Exercise: "Consider the photo above. Spot each instance of the ceiling" appears in one line of the records below. Output that line and each one after it, exactly, through the last line.

[Stored items]
· · · · ·
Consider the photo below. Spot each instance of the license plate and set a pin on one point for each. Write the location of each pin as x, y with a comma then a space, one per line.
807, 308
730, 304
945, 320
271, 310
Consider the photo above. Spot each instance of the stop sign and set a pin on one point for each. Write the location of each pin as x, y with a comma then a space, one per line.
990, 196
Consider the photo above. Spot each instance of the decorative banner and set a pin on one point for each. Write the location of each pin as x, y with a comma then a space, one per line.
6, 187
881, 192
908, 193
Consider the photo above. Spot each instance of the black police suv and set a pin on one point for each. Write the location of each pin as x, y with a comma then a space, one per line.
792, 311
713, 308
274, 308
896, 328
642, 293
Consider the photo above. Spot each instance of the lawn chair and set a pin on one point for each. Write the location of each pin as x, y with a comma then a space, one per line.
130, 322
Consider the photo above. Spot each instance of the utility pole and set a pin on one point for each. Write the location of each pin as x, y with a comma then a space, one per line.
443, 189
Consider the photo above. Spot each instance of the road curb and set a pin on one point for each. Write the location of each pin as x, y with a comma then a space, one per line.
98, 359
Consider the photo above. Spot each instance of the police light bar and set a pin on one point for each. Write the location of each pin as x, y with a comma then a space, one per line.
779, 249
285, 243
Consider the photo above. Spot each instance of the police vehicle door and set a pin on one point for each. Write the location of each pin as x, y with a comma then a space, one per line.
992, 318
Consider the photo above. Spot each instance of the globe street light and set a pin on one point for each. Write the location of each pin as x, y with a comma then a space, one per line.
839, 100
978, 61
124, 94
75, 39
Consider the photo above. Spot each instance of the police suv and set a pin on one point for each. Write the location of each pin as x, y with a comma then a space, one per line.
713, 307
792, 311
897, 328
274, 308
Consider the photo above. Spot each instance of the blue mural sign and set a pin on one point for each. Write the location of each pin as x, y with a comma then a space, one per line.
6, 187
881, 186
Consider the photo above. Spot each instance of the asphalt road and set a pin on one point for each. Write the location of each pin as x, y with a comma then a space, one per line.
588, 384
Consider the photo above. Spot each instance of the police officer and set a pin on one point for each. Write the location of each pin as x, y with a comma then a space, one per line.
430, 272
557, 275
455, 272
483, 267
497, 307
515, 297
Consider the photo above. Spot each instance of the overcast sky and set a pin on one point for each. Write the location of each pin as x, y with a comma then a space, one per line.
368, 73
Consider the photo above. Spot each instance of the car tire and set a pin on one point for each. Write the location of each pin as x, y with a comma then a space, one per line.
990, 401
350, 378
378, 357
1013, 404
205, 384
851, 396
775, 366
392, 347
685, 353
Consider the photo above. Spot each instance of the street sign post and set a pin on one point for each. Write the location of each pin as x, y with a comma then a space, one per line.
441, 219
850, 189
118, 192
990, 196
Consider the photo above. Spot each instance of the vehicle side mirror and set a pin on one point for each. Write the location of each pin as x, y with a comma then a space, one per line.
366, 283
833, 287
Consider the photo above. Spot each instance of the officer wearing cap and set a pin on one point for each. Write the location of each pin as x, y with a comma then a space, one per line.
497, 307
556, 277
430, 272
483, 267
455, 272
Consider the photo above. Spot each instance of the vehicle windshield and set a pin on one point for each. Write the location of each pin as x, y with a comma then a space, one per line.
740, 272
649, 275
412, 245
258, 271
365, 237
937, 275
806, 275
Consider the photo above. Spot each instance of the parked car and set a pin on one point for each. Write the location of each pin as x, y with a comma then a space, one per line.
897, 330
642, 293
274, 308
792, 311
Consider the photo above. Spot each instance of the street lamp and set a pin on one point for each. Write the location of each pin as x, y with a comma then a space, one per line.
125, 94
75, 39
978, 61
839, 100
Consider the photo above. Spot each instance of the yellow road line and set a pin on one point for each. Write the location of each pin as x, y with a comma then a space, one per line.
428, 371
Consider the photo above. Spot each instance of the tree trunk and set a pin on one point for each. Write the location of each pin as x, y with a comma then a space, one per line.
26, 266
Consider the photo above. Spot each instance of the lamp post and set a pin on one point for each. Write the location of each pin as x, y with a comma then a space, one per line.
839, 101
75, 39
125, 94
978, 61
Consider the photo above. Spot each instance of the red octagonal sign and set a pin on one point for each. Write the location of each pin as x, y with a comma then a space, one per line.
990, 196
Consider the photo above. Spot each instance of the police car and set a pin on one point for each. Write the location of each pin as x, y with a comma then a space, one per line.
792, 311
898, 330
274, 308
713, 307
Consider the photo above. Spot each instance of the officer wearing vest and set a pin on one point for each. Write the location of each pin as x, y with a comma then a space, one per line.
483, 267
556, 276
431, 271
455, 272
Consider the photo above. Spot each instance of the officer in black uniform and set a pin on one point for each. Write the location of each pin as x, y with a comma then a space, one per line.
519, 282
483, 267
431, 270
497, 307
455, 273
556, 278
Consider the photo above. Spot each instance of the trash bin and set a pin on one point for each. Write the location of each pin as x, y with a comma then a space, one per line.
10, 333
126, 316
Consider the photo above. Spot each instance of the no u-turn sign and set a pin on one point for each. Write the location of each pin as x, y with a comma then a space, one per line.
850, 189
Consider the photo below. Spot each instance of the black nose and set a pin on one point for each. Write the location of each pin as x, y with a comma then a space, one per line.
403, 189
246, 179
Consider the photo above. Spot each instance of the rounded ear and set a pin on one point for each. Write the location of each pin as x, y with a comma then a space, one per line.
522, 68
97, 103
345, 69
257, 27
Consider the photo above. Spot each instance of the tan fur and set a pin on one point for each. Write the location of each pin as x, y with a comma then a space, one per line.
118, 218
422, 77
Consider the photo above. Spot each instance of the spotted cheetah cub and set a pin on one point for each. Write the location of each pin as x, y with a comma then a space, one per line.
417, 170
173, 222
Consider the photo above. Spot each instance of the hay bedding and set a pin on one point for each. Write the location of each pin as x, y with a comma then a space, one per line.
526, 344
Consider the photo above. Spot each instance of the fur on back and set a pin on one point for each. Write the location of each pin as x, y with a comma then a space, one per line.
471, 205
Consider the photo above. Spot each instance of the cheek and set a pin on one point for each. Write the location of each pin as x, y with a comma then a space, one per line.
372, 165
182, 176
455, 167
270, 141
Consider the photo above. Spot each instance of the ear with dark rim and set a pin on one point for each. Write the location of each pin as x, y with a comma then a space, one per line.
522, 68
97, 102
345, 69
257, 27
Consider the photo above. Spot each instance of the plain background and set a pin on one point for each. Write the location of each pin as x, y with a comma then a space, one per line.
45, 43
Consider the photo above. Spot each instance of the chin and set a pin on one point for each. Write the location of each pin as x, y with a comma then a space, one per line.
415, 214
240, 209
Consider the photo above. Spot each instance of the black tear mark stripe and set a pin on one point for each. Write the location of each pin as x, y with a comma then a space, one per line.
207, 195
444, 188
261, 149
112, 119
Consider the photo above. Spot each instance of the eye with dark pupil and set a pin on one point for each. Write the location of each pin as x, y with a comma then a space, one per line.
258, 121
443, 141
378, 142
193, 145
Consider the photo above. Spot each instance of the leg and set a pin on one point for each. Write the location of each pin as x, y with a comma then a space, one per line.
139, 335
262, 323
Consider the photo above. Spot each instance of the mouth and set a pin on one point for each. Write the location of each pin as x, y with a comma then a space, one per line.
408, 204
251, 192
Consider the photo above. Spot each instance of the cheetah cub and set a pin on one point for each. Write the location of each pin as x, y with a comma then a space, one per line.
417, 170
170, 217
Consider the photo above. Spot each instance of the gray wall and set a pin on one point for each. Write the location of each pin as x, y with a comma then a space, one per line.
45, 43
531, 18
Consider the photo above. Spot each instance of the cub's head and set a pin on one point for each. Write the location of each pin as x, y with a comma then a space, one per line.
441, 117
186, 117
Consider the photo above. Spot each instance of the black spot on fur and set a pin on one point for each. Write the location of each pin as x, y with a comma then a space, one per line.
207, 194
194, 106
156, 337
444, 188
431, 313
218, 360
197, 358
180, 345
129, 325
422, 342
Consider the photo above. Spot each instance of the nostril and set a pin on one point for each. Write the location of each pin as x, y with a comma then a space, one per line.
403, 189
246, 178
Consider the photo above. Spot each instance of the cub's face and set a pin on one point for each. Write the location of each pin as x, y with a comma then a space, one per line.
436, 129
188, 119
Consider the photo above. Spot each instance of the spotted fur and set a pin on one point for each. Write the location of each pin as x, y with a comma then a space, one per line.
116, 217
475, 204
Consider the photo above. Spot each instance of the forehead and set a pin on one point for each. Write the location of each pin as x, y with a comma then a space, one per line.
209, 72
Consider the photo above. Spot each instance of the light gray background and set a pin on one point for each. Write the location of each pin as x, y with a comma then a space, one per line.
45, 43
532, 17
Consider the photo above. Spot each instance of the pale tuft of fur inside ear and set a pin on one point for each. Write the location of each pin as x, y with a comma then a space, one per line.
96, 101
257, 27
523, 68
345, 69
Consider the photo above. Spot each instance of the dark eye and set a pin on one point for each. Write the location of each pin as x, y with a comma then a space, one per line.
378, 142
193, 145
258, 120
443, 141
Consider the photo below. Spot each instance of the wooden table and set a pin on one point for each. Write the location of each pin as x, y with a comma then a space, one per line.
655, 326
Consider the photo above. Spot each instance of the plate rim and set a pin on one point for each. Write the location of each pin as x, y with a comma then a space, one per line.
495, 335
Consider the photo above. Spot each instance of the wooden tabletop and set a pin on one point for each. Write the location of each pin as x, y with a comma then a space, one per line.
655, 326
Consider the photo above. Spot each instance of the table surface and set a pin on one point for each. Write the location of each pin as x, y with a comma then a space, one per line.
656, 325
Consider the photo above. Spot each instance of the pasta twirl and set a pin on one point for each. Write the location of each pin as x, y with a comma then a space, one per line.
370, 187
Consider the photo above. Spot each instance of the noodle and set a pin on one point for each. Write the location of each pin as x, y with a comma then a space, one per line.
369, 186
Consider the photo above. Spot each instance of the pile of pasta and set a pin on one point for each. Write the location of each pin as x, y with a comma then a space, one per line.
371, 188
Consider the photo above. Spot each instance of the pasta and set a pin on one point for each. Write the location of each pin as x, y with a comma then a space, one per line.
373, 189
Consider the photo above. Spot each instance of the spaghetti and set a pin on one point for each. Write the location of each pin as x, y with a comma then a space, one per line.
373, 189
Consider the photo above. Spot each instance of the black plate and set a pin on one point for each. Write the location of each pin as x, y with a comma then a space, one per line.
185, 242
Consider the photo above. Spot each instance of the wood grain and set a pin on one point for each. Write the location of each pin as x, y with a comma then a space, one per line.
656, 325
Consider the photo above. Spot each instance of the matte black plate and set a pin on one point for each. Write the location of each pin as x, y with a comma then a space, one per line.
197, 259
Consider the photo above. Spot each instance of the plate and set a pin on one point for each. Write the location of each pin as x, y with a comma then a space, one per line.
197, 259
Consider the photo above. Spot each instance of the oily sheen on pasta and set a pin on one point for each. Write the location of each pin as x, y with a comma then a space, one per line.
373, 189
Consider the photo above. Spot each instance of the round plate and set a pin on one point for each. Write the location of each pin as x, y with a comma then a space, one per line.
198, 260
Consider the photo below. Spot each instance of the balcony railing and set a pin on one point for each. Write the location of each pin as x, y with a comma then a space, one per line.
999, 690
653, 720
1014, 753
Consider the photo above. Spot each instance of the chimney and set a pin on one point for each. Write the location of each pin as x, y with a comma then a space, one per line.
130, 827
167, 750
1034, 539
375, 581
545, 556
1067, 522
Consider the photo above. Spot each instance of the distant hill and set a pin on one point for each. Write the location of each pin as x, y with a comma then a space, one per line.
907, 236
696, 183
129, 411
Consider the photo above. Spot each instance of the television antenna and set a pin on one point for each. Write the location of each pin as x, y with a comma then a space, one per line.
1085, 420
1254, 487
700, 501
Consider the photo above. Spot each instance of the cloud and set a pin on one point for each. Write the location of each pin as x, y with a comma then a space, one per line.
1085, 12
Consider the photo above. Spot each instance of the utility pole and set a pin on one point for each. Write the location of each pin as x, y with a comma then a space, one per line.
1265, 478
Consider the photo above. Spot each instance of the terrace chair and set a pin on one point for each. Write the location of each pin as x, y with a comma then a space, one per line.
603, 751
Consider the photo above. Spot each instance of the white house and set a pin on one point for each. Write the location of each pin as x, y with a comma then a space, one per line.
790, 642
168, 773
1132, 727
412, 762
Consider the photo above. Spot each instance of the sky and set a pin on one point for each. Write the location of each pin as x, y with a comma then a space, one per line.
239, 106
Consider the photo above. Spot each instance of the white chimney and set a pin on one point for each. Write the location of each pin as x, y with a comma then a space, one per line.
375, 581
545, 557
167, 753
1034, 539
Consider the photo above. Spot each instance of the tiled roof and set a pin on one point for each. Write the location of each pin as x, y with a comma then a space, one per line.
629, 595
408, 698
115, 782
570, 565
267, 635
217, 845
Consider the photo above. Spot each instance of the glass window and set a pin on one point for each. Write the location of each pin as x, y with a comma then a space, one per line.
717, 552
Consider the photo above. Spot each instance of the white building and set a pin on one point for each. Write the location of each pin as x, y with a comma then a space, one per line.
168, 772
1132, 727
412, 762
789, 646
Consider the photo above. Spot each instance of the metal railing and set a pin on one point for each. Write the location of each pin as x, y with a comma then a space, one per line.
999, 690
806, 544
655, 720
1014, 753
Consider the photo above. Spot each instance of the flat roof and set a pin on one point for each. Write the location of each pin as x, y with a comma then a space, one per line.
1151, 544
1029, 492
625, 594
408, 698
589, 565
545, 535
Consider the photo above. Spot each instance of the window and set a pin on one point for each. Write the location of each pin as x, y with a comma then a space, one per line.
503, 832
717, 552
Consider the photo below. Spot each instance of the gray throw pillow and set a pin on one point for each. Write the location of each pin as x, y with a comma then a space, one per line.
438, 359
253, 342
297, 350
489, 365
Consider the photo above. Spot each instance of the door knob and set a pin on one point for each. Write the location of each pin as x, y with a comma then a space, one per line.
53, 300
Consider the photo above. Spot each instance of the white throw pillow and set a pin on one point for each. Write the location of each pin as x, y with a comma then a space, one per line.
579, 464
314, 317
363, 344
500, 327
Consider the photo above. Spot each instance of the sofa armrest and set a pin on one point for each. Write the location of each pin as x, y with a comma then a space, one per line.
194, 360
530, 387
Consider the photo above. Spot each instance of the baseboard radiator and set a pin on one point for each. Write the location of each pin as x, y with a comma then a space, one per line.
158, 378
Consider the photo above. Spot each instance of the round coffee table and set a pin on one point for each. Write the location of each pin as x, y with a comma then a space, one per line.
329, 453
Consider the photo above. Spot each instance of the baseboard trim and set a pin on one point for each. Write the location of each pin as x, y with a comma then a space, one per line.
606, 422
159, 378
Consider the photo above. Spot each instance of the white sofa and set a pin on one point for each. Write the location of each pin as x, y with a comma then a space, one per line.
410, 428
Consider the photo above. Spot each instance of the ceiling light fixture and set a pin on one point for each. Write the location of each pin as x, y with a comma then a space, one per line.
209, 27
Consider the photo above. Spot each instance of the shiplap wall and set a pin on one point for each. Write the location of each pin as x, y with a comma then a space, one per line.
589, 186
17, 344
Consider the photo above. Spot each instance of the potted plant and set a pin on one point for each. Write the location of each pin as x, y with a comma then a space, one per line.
· · · · ·
Result of the task:
Consider the photo above. Spot each instance of the ceiling light fixture and set a pin on one point for each. Write the location of each pin as x, y with a comma then a space, one per line.
209, 27
Consider the photo above. Spot each instance of the shiplap wall and set a pin on one point for each. Write the location of each pin as x, y with a comma then a space, one per line.
589, 186
17, 344
Consider the photo above. Spot each instance of the potted plant and set a pin on one point for each. Write the location of each pin as x, y with a comma then a space, one per line.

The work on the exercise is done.